** Görev Talimatları **
a. Kaynak metne göre insanlar kaç kısma ayrılır ve bunlar kimlerdir?
b. Kaynak metinde "İbadeti ne kadar" ifadesinden "İSTEMEN GİZLİ ŞEHVETLERDENDİR." ifadesine kadar uzanan bölümü, "Müslüman" sözcüğünü "Mümin" ile değiştirerek yeniden yazar mısın?

** Kaynak Metin **

İlahi Huzura Ulaşma/ Molla Yahya El Abbasi (K.S)

1-GÜNAH İŞLEYİNCE ÜMİDİN AZALMASI, AMELE GÜVENMENİN ALAMETLERİNDENDİR.

İnsanlar iki kısımdır: Allah'a güvenip, O'nun rahmetine sığınanlar ve ameline güvenenler...

İbadeti ne kadar çok olursa olsun kişi ameline güvenmemeli,kurtuluşun ancak ve ancak Allah'ın fazl ve ihsanında olduğunu bilmelidir. Efendimi (Sallallahü Aleyhi ve Sellem) : "iyi biliniz ki; hiç biriniz ameli sayesinde cennete giremeyecektir", buyurmuştur.Ashab-ı Kiram(ra): -Sen de mi ya rasûlallah? diye sorunca: "Allah beni rahmetine garketmedikçe ben de (amelimle cenneti hak edemem)", buyurmuştur.(Müslim)

Müslüman her halinde Allah'ın rahmetine güvenmelidir. Şayet günah işlediğinde Allah'tan ümidi azalıyorsa, günah işlemediği zaman amelini görüyor ve ona güveniyor demektir.

2-ALLAH (CC) SENİ SEBEPLERE MUHTAÇ BIRAKMIŞKEN, O SEBEPLERDEN SOYUTLANMAYI İSTEMEN GİZLİ ŞEHVETLERDENDİR.

** Veri Seti Kayıtları **

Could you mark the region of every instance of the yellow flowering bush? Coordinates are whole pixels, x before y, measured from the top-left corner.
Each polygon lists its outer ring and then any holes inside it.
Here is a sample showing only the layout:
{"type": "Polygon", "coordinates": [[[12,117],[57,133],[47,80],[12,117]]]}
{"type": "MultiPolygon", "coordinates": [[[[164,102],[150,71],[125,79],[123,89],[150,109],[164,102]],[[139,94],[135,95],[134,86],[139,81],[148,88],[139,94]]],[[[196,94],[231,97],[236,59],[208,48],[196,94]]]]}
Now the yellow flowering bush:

** Görevlere Göre Yanıtlar **
a. İki kısma ayrılır: Allah'a güvenip O'nun rahmetine sığınanlar ve ameline güvenenler.

b.
İbadeti ne kadar çok olursa olsun kişi ameline güvenmemeli,kurtuluşun ancak ve ancak Allah'ın fazl ve ihsanında olduğunu bilmelidir. Efendimi (Sallallahü Aleyhi ve Sellem) : "iyi biliniz ki; hiç biriniz ameli sayesinde cennete giremeyecektir", buyurmuştur.Ashab-ı Kiram(ra): -Sen de mi ya rasûlallah? diye sorunca: "Allah beni rahmetine garketmedikçe ben de (amelimle cenneti hak edemem)", buyurmuştur.(Müslim)

Mümin her halinde Allah'ın rahmetine güvenmelidir. Şayet günah işlediğinde Allah'tan ümidi azalıyorsa, günah işlemediği zaman amelini görüyor ve ona güveniyor demektir.

2-ALLAH (CC) SENİ SEBEPLERE MUHTAÇ BIRAKMIŞKEN, O SEBEPLERDEN SOYUTLANMAYI İSTEMEN GİZLİ ŞEHVETLERDENDİR.